## [EXERCISE DETAILS]
Change "annotate" to "label" in the lines running from the line with "BATCH JOB #4092 — Object class: person" up to and including the line with "[[239, 76, 320, 242]]". Return only those lines, with everything else left the same.

## [INFORMATION SHOWN]
=======
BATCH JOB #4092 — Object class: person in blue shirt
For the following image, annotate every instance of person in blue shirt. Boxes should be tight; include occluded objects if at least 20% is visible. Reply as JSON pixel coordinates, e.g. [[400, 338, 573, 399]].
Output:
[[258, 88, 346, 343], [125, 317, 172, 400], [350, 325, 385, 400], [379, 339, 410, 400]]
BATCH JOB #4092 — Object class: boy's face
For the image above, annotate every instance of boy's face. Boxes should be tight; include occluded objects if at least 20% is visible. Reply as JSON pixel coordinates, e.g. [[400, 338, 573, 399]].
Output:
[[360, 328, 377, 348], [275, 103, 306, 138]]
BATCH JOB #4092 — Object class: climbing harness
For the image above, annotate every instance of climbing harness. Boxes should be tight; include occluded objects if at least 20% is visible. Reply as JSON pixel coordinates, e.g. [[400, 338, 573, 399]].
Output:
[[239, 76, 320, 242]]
=======
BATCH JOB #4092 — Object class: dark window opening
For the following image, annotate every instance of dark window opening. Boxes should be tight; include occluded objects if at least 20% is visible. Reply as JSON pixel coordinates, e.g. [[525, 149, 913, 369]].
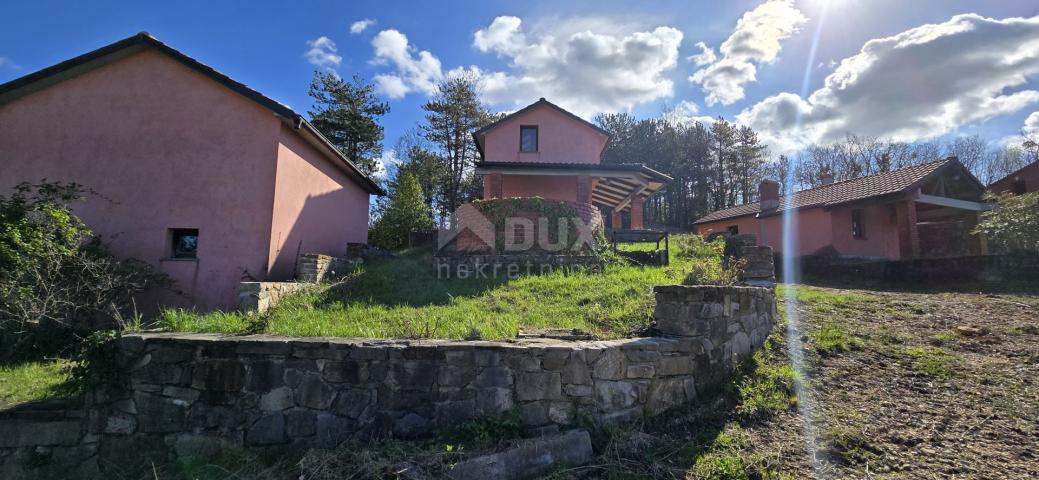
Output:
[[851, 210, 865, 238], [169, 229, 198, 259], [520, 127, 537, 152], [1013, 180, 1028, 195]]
=======
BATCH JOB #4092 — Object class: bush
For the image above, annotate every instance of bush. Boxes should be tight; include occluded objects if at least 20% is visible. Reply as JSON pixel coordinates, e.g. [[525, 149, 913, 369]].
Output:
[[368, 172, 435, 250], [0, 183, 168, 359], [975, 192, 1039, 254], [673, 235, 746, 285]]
=======
## [COMPLETE ANSWER]
BATCH JOB #4092 — Object class: person in blue shirt
For the following image, label every instance of person in blue shirt. Boxes should be tight; include occluded objects if at least 20% is visible. Reply as JSON pixel coordinates, e.g. [[400, 338, 573, 399]].
Output:
[[258, 88, 346, 343], [125, 317, 172, 400], [350, 325, 385, 400], [379, 339, 410, 400]]
BATCH JOB #4092 — Object class: boy's face
For the image above, label every instance of boy's face. Boxes should be tight; include occluded objects if at least 20% is visible. Reply as JSON pixel coordinates, e.g. [[400, 338, 573, 399]].
Output:
[[360, 328, 377, 348], [275, 103, 306, 138]]
BATCH JOB #4092 — Object class: climbing harness
For the image above, label every instance of climbing harness. Boxes should be tight; include occluded objects if at least 20% is visible. Reply as JSON pixel coordinates, e.g. [[400, 338, 573, 399]].
Output:
[[239, 76, 320, 242]]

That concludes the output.